— Task prompt —
All of the records should be reproduced word for word, but no images may appear in the copy.

— Provided records —
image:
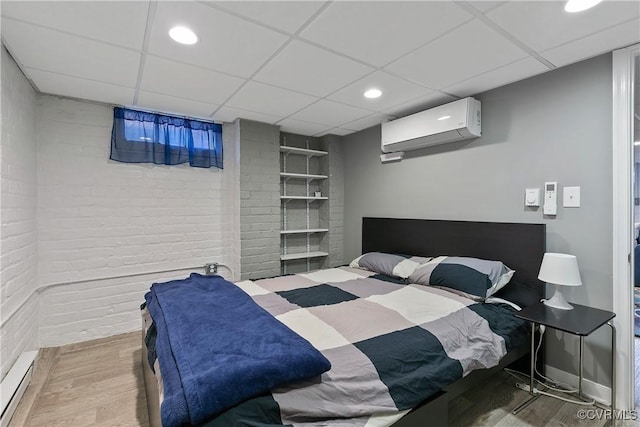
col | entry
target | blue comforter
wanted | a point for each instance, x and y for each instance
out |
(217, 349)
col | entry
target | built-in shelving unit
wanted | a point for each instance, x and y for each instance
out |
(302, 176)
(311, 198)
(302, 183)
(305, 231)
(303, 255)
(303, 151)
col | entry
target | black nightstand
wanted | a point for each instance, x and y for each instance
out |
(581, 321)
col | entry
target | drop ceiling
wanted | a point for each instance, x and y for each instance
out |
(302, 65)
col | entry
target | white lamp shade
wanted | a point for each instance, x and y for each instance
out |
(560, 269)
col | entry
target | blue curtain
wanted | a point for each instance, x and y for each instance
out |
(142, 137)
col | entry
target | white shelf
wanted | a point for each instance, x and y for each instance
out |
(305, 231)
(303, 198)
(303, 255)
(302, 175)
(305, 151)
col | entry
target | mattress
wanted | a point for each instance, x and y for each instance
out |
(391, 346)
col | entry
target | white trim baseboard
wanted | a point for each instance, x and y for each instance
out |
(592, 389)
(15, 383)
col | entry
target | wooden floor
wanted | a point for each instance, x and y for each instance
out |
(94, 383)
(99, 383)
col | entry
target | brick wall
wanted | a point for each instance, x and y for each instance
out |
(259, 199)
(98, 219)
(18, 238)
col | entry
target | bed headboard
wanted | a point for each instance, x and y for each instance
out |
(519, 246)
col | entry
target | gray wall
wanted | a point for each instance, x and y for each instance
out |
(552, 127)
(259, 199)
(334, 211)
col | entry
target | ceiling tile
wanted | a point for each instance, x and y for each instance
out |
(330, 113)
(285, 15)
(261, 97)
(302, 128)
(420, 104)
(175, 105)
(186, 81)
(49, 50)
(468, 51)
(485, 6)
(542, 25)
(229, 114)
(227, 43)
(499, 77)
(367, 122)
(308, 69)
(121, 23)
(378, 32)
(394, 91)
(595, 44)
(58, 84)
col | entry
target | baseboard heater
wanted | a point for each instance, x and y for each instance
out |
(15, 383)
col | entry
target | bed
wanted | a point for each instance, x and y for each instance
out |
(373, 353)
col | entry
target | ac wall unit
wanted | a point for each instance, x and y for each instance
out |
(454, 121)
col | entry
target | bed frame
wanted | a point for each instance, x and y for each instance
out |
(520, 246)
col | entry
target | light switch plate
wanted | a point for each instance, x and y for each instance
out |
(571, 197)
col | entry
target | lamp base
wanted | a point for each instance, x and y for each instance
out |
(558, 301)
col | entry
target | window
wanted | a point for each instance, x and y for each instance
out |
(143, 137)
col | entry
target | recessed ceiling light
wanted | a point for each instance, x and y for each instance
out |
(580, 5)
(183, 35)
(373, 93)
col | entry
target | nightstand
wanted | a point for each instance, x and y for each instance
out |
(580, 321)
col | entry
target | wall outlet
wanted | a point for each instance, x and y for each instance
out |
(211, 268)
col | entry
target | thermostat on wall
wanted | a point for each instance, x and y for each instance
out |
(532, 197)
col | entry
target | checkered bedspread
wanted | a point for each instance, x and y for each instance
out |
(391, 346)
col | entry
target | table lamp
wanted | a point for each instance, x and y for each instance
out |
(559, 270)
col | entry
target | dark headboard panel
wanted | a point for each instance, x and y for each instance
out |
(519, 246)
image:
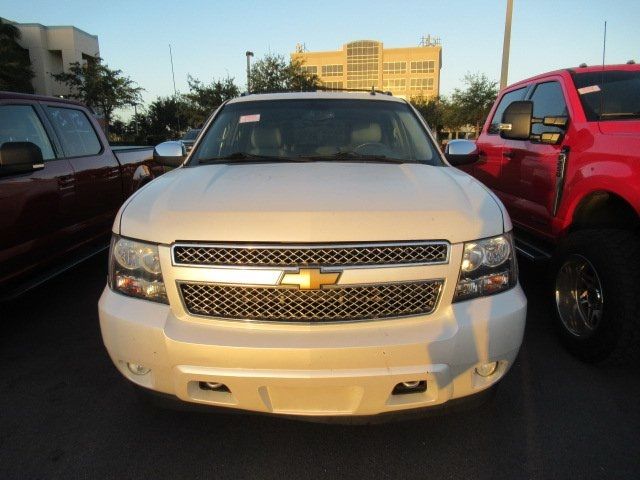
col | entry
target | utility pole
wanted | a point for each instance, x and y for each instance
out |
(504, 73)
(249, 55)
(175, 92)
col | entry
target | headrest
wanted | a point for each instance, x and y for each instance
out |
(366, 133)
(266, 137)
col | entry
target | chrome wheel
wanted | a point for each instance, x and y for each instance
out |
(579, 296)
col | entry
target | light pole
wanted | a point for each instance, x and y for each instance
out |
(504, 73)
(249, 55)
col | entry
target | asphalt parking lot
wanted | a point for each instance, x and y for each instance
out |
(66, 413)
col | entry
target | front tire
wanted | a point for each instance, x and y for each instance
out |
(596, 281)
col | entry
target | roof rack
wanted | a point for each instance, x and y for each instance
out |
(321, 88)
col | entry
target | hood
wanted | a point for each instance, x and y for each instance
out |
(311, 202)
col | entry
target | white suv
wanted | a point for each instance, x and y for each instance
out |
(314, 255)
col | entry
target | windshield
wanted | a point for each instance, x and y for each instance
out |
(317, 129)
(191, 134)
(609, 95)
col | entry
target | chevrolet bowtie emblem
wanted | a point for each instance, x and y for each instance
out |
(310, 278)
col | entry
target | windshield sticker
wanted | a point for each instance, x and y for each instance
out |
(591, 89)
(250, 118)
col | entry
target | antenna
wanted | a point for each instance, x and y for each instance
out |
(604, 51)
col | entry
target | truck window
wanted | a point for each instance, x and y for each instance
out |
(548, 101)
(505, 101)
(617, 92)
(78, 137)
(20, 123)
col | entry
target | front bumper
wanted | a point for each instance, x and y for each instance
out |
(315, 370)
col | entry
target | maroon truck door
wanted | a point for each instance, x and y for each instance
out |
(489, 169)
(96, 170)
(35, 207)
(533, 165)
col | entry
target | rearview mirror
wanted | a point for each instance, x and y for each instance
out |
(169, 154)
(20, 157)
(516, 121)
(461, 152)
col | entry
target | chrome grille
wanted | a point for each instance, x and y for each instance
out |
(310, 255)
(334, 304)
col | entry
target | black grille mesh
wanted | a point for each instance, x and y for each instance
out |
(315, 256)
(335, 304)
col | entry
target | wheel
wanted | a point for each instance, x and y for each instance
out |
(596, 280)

— Written reply —
image:
col | entry
target | blue comforter
wanted | a point for each instance, x and y for each instance
out |
(217, 349)
col | entry
target | built-in shelving unit
wanted | a point for each instance, x and y for each instance
out |
(302, 176)
(311, 198)
(302, 183)
(305, 231)
(303, 255)
(303, 151)
col | entry
target | black nightstand
wanted | a point for each instance, x and y for each instance
out |
(581, 321)
col | entry
target | drop ceiling
wanted | a point for each instance, x and y for each instance
out |
(302, 65)
col | entry
target | white lamp shade
wanted | a point for each instance, x and y for each instance
out |
(560, 269)
col | entry
target | blue curtain
wanted | a point for each instance, x and y for each instance
out |
(142, 137)
col | entry
target | white shelf
wanted | a point for each instance, x and y for each instance
out |
(305, 231)
(303, 198)
(303, 255)
(302, 175)
(305, 151)
col | entry
target | mattress
wanted | a point for each instance, x and y for each instance
out |
(391, 346)
col | entry
target | white trim baseboard
wanted | a point for each instance, x and y for each instance
out |
(592, 389)
(15, 383)
col | entry
target | wooden floor
wanted | a point for each instance, x and y for each instance
out |
(94, 383)
(99, 383)
col | entry
target | brick wall
wanted | a point for each instance, x and y for each instance
out |
(259, 199)
(98, 219)
(18, 238)
col | entry
target | bed headboard
wanted | a point for each instance, x and y for each instance
out |
(519, 246)
col | entry
target | gray wall
wanted | a point for each instance, x and y for each instance
out |
(552, 127)
(259, 199)
(334, 211)
col | entry
target | ceiling tile
wanted | a point for each instance, x and y for each instance
out |
(330, 113)
(285, 15)
(261, 97)
(302, 128)
(420, 104)
(175, 105)
(186, 81)
(49, 50)
(468, 51)
(485, 6)
(542, 25)
(229, 114)
(227, 43)
(499, 77)
(367, 122)
(308, 69)
(121, 23)
(378, 32)
(394, 91)
(595, 44)
(58, 84)
col | entry
target | baseboard heater
wanted | a point for each instance, x and y for each instance
out |
(15, 383)
col | entry
target | bed
wanted | a point for each instance, x and y for each instance
out |
(373, 353)
col | entry
target | ac wall unit
wanted | a point for each instance, x and y for each instance
out |
(454, 121)
col | entry
target | bed frame
wanted | a point for each instance, x and y for each instance
out |
(520, 246)
col | entry
target | light switch plate
wanted | a point for each instance, x and y for each instance
out |
(571, 197)
col | entry
target | lamp base
wanted | a point for each instance, x and y for each instance
out |
(558, 301)
col | entry
target | window
wanted | a point for each instance, x and y for each instance
out |
(143, 137)
col | entry
target | recessed ceiling light
wanted | a point for each instance, x and y for each instance
out |
(580, 5)
(183, 35)
(373, 93)
col | entry
target | nightstand
wanted | a point for each instance, x and y for each instance
out |
(580, 321)
col | entry
target | wall outlet
wanted | a point for each instance, x and y for each instance
out |
(211, 268)
col | entry
target | thermostat on wall
wanted | a point for each instance, x and y for each instance
out |
(532, 197)
col | entry
target | checkered bedspread
wanted | a point for each instance, x and y for each instance
out |
(391, 346)
col | entry
target | table lamp
wanted | a point for each instance, x and y for each instance
out |
(559, 270)
col | entry
target | dark headboard panel
wanted | a point for each instance, x and y for each instance
out |
(519, 246)
image:
col | entry
target | utility pole
wanted | a point for each instance, x and y for each instance
out |
(504, 73)
(249, 55)
(175, 92)
col | entry
target | headrest
wanted | a point for each instance, x and y for each instance
out |
(366, 133)
(266, 137)
col | entry
target | chrome wheel
wanted | a point for each instance, x and y for each instance
out |
(579, 296)
col | entry
target | light pole
wanted | a point for each instance, x and y for each instance
out |
(504, 73)
(249, 55)
col | entry
target | asphalt parking lot
wanted | a point for each instance, x and y for each instance
out |
(66, 413)
col | entry
target | front tire
wanted | a point for each instance, x and y for each instance
out |
(596, 281)
col | entry
target | roof rack
wanted | a point for each instance, x and y for each instance
out |
(321, 88)
col | entry
target | hood
wanted | a point for each instance, x and y for each instance
out |
(311, 202)
col | entry
target | white suv
wanted | a point for each instance, x and y for each instance
out |
(314, 255)
col | entry
target | windshield
wanted | a point for each instance, x and y for each instance
out |
(317, 129)
(191, 134)
(609, 95)
col | entry
target | chevrolet bowtie emblem
wanted | a point for each instance, x and y for each instance
out |
(310, 278)
col | entry
target | windshield sticker
wanted | a point for each instance, x and y for each instance
out |
(591, 89)
(250, 118)
col | entry
target | antenna
wanted | a point for each instance, x and y for each instance
out |
(604, 51)
col | entry
target | truck window
wanted | a point for each instance, x and y for each instance
out |
(548, 101)
(505, 101)
(617, 92)
(78, 137)
(20, 123)
col | entry
target | front bumper
wanted | a point for each instance, x and y for each instance
out |
(315, 370)
col | entry
target | maroon truck door
wanted | a point for each instance, x and y for each instance
out |
(489, 169)
(96, 170)
(35, 207)
(533, 165)
col | entry
target | rearview mirror
wanted | a point for each instance, x and y for each instance
out |
(169, 154)
(20, 157)
(516, 121)
(461, 152)
col | entry
target | chrome grille
wanted | a point for each instance, x and y for each instance
out |
(310, 255)
(334, 304)
col | entry
target | black grille mesh
wanted | a point for each instance, x and y for each instance
out |
(315, 256)
(335, 304)
col | entry
target | wheel
wanted | a point for each instance, x and y for each instance
out |
(596, 280)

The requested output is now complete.